[Source records]

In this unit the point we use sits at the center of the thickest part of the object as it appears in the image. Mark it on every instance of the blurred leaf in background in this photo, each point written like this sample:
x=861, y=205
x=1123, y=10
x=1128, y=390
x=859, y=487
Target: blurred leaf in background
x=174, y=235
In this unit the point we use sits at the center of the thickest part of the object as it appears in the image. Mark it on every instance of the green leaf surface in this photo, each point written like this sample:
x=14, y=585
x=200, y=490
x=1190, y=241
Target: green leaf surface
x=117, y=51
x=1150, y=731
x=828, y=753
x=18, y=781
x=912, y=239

## TASK REQUIREMENTS
Copy out every line of the items again, requests included. Shift each answer point by adding 118 to both its x and y coordinates, and leave the sample points in the requests unchanged.

## SOLUTION TO THE PROBLEM
In this unit the point we use sits at the center of the thickest part of the object as it appears in the image. Mark it on every instance of the blurred leaf in background in this photo, each point written like this sample:
x=861, y=205
x=1123, y=10
x=1128, y=390
x=859, y=487
Target: blurred leaf in background
x=292, y=353
In this unit the point we use sits at the center of the thickest part of the object as it appears in the image. Mark it on every instance of the green leaf surface in this photo, each point written like this sample:
x=14, y=585
x=200, y=490
x=1190, y=241
Target: green leaf surface
x=235, y=169
x=1268, y=849
x=946, y=871
x=136, y=899
x=1030, y=357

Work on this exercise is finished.